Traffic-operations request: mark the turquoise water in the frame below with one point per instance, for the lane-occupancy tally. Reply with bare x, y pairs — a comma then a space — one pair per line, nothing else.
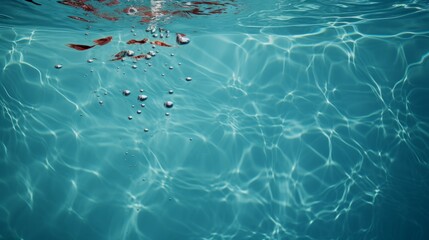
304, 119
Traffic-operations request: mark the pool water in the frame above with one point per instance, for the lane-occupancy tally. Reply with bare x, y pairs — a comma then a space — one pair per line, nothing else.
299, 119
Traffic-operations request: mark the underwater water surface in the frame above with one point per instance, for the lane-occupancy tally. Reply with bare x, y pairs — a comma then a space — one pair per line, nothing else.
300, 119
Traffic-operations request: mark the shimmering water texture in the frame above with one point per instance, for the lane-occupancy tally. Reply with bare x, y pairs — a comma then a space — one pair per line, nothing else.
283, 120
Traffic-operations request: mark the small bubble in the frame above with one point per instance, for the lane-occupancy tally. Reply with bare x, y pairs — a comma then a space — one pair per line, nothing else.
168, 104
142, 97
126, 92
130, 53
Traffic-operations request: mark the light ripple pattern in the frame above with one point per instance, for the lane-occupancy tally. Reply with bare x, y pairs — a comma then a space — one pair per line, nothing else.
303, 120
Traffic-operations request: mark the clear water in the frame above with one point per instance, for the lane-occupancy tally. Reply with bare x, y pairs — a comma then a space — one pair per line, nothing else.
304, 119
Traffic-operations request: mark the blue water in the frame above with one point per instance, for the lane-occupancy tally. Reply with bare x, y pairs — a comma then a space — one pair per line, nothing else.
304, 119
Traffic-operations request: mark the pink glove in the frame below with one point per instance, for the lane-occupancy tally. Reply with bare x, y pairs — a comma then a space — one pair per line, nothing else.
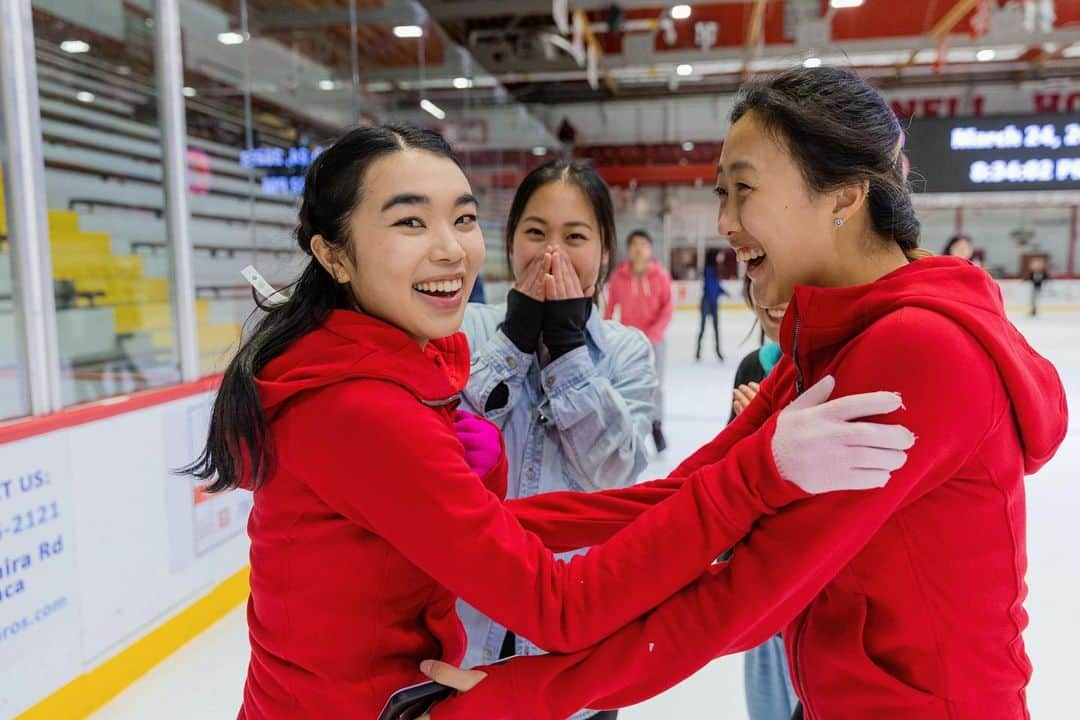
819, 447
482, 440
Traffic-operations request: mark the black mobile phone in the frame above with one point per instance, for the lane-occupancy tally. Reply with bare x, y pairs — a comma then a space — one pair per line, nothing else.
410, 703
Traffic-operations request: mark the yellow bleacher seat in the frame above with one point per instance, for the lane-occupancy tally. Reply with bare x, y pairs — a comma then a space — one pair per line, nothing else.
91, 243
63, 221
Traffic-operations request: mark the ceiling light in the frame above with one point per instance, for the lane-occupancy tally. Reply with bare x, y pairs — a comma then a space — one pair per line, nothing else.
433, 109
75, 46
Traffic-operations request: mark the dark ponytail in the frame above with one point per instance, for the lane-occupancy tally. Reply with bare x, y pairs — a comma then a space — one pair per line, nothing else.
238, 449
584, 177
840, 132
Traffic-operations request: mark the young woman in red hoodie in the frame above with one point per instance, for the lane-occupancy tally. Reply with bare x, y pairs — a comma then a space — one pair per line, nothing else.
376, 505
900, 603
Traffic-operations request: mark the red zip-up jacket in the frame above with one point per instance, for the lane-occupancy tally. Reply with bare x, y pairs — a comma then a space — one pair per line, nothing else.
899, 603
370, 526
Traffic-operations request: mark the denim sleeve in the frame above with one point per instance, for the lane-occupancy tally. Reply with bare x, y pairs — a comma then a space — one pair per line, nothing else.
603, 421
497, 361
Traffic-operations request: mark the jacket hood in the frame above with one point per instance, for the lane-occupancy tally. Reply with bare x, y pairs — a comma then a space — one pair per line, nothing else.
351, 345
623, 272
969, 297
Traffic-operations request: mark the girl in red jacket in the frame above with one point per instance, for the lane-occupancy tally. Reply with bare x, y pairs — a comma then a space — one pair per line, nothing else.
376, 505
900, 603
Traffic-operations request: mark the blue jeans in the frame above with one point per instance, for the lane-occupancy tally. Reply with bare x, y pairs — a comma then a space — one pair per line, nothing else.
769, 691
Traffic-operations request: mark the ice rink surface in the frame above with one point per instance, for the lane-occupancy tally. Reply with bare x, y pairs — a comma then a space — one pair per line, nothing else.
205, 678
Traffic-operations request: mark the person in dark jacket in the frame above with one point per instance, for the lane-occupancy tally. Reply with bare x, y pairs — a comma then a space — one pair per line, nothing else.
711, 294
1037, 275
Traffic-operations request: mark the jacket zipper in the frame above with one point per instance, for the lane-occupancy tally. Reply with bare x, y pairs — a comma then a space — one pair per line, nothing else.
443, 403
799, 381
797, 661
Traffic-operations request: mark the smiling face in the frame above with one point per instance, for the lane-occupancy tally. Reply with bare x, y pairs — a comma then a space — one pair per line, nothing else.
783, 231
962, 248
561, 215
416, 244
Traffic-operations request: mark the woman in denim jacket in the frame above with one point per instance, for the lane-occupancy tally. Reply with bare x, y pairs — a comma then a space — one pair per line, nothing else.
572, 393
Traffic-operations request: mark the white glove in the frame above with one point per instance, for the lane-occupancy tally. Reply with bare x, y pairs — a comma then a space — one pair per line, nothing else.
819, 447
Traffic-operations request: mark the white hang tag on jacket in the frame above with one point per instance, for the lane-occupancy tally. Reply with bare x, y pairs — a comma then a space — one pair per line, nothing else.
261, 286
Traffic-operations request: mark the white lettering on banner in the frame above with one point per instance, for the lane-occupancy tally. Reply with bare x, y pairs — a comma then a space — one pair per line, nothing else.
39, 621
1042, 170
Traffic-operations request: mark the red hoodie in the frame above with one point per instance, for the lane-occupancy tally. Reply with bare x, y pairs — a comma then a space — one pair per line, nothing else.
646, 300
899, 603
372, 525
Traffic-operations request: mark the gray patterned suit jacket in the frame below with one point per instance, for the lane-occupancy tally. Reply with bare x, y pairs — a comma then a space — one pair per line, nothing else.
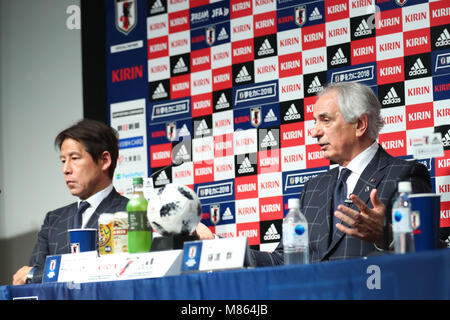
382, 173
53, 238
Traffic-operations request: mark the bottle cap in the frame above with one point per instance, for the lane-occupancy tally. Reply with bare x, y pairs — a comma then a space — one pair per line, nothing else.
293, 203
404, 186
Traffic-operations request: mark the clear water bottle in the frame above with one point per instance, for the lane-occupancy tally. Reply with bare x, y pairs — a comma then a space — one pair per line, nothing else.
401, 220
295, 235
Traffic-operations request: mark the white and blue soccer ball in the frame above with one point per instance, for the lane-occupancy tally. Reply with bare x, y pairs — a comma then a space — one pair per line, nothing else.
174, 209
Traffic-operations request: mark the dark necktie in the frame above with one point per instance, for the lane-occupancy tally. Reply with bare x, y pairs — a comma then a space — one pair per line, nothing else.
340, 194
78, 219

····················

WHAT TO PRODUCE - I'd like the entries above repeated exactly, but without any of their pictures.

YOUR RESPONSE -
Traffic-operations request: mark the turquoise water in the frame below with one point per instance, for the lane-occupancy tally. Reply with bare x, y pairs — a comma then a space — one pair per line, nothing else.
304, 119
Traffic-operations request: mark the pool water in the frame above with one point per instance, for the lane-occupancy tally. Reply with bare x, y pairs — a comma then a space — one pair per line, nothing else.
299, 119
Traffic-operations request: mark the underwater water surface in the frame above with one point per instance, for the lane-occupancy tally. Reply with bare x, y pairs — a comma then a space — one pair per line, nothing else.
300, 119
Traffic-operations request: mark the shimmering water texture in the frame above with one point per instance, for the lane-occupancy tally. Reply with bare x, y pairs — a comma then a space — one pair per line, nothing else.
283, 120
Traffic-operations request: mark the small bubble in the frame above with one point per instance, for the lane-occupancy tally. Reply with bare x, y pairs — a comma then a space — one pair per line, nothing else.
168, 104
142, 97
126, 92
130, 53
Traffic-operations request: mark the light ripple pattern in the frame above with one point per instance, for the lane-occupancy tally. Reply with bare x, y pairs — a comma then a space — one pair per line, nothing else.
303, 120
Traffic-operations request: mark the clear water in the frame above with one point per instance, for the lane-occupancy tally. Reply with bare x, y pairs — a comma then a space — one pair per line, nothing else.
304, 119
Traffic-operations request: mark the blue water in the frame above with one point per instance, for the lane-occupancy tally. Reply with bare x, y pairs — a comma then a space — one pair per line, nothing else.
304, 119
Traffic-operations request: mark the pink glove in the frame below with one point per instance, for the lane-occupancy tally. Reply with bare x, y pairs — a comma then a space — one pair per line, nothing else.
819, 447
482, 440
Traffic-operations request: mark the black mobile phone in the frame above with one point per instance, for the lane-occupancy tally. Reply with bare x, y pairs — a comma then a space — one pair per line, nothing else.
410, 703
Traffic-operations request: mark the yellow bleacher seat in the frame above with one point per instance, for the lane-occupancy tally. Reply with bare x, y pairs — a comma then a space — one pair per line, nothing else.
91, 243
63, 221
Traffic-operations request: mark the ceiling light in the frame above with one point per instance, for the lane-occupancy tally. Reply with bare x, y pairs — a comma then a space — one pair per line, nothing else.
433, 109
75, 46
Traffic-operations request: mark the dark ponytail in the frame above with one point per instance, for the lane-occupancy tally. Reply with bare x, y pairs — a comma then a space — one pair per line, nothing else.
238, 449
584, 177
840, 132
Traffic-operations request: mark the young woman in red hoodie in the frame above with one point per instance, for the lane-occupancy tally. Reply with bare x, y pairs — a comma then a space — one pair per line, nothing else.
376, 505
900, 603
Traffic-operations request: mark the red zip-up jacket in the frame above with one point per instance, for the lane-occupancy tally. Reply with bare x, y pairs — a comma then a space — one pair per line, nothing else.
899, 603
370, 526
Traffic-operations request: mark the denim sleeve in the frame above with one point per instance, for the lane-occupancy tally. Reply with bare x, y pairs — a comma then a space — one pair per line, nothing else.
603, 421
497, 361
Traffic-operations request: mark the jacket hood in the frame above with one point per instance, for the lane-occupancy tally. Reply with bare x, y pairs — a comma then a space — one pair per line, nothing else.
351, 345
623, 272
969, 297
Traffic-operations request: mark the girl in red jacket in the frame above with one point per instance, for the lane-occupancy tally. Reply with bare x, y pairs — a comma then a space — one pair per line, nothing else.
376, 505
900, 603
Traffic-operations request: mark the blue jeans in the frame above with one point per instance, for the lane-occupancy tally. Reply with bare x, y pairs — a comma then a space — one pair per line, nothing else.
769, 691
Traffic-operations request: mark the ice rink surface in the frame above with one point per instance, for the lane-occupancy tally. Reply with bare x, y pairs — a comma then a space — one pair per line, nothing else.
205, 678
Traffic-operations request: mark the person in dark jacket in the frame above with one point per instance, for the lane-occupancy tally. Reply with bare x, y pairs — a comma then a space — one pair per line, nothing else.
711, 294
1037, 275
Traffic-operations request: mark the jacket zipper in the frame above with one point per instance, for the lane-occupancy tally. Reply with bare x, y pairs — a comma then a space — one pair per line, nothing else.
443, 403
799, 381
797, 661
Traffic-operations request: mark the smiling face in the frame above with one point per instance, for the lane-occupancy tally. Reply with bare x, y pairs — a comma then a space — one pair per line, nothing else.
783, 231
962, 248
561, 215
416, 244
Traffic-operations request: mark the woman in denim jacket in the frame above with one point per instance, for the lane-occupancy tally. Reply with bare x, y pairs — a comma then a space — one pair per line, nothing else.
572, 393
Traffic-operations request: mark the white glove in the frame above with one point per instance, for the lane-occupancy tally. Reply with bare x, y pairs — a comma then a space — one pair per line, nothing else.
819, 447
Traffic-operations request: mark the white hang tag on jacket in the frame above with one point per instance, for the lane-occupancy tally. Reply with bare x, y pairs — a comma then a space — one pair per line, nothing else.
261, 286
Traffic-operations request: mark the white lettering on banner in the frame above with one point per instance, for the lane-occupancy tally. Reply with bare x, y pairs — a comma then a space — one pair per line, nothing else.
39, 621
1042, 170
Traffic-operations request: mark the red hoodie in the frame above with one point per instance, for the lane-occupancy tally. Reply with bare x, y pairs — a comma then a space — one pair per line, nothing else.
646, 300
899, 603
372, 525
Traffic-operations request: mark the gray patterned suit jacket in the frame below with one point per instance, for the lane-occupancy tally. Reply with bare x, y pairs — a comma then a space — one pair per line, nothing else.
382, 173
53, 238
Traffic-operations request: mark the bottle cap in the frame above with one point per instance, for the lane-occupancy tally. Reply with bare x, y pairs — a comma then a space — one pair per line, nothing else.
293, 203
404, 186
Traffic-operations request: mark the clear water bottle in the frame above with one point per instance, for the lane-occupancy tally. Reply with bare x, y pairs — a comma then a space — one pair per line, nothing else.
401, 220
295, 235
Traffic-operations request: mark the white and blue soccer ball in the frame above with one point per instance, for the lane-occupancy tally. Reply with bare x, y pairs — a comma then a space — one pair per line, nothing else.
174, 209
Traffic-operations request: mark the dark necktie in the frame above with one point per instance, for the lane-occupancy tally. Reply with bare x, y pairs — a comma then a space — one pair per line, nothing else.
340, 194
78, 219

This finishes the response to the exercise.